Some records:
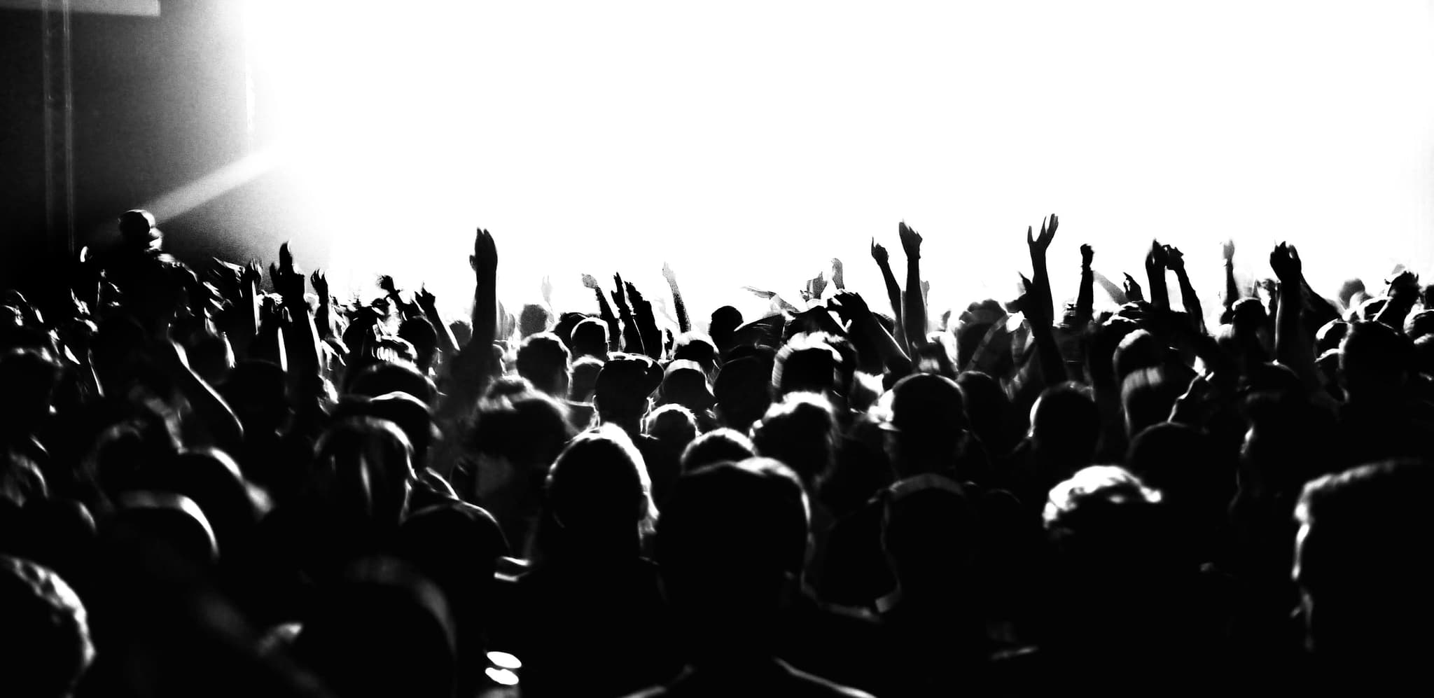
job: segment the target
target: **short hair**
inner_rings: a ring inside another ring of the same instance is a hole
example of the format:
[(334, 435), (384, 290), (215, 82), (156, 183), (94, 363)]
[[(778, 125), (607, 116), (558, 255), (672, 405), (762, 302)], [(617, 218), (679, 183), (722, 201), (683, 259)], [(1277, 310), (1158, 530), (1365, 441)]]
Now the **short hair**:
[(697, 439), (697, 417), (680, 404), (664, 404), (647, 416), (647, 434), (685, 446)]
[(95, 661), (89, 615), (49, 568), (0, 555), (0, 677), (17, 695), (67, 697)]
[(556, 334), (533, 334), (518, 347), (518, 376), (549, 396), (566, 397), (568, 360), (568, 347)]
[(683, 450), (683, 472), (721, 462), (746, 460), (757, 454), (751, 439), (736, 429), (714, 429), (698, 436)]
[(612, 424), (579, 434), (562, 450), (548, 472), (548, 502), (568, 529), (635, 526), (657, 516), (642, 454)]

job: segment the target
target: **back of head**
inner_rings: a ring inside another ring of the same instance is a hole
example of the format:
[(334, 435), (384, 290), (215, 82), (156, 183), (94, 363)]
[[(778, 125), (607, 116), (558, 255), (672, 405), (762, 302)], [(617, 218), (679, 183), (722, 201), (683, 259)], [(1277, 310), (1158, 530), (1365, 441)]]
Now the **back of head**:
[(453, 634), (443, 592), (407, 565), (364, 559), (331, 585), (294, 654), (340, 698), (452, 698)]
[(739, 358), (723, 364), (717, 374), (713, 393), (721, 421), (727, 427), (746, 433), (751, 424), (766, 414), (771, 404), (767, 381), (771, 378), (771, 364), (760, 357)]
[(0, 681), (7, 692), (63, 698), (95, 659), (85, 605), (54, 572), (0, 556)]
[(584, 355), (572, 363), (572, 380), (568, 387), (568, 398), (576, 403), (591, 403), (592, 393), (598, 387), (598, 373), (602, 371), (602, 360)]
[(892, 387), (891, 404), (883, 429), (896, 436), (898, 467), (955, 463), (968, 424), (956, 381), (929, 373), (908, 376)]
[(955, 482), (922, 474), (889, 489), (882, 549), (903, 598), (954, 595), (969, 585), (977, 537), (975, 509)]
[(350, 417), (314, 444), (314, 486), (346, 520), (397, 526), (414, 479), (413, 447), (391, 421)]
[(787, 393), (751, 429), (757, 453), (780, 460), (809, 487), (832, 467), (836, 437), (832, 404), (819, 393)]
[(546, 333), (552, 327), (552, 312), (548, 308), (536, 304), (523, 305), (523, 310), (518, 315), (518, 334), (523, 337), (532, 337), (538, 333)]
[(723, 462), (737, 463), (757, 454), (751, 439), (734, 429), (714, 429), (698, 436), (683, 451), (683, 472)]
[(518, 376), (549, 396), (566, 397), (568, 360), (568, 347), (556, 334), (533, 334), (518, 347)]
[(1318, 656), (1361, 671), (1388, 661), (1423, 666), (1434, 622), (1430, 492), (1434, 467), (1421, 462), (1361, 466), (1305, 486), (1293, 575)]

TO DO: Reproduce verbatim every line from the start of the entries through the line containing "Now the **short", including that line. Leave the pictures out.

OUTPUT FOR THIS TASK:
job: segment the target
target: **short hair**
inner_rings: a ring inside another ring of the same instance is a hole
example of the format:
[(334, 435), (384, 290), (215, 82), (156, 183), (94, 363)]
[[(778, 125), (607, 116), (558, 255), (672, 405), (762, 302)], [(617, 218), (679, 183), (722, 201), (683, 259)], [(1277, 310), (1158, 530), (1365, 441)]]
Now the **short hair**:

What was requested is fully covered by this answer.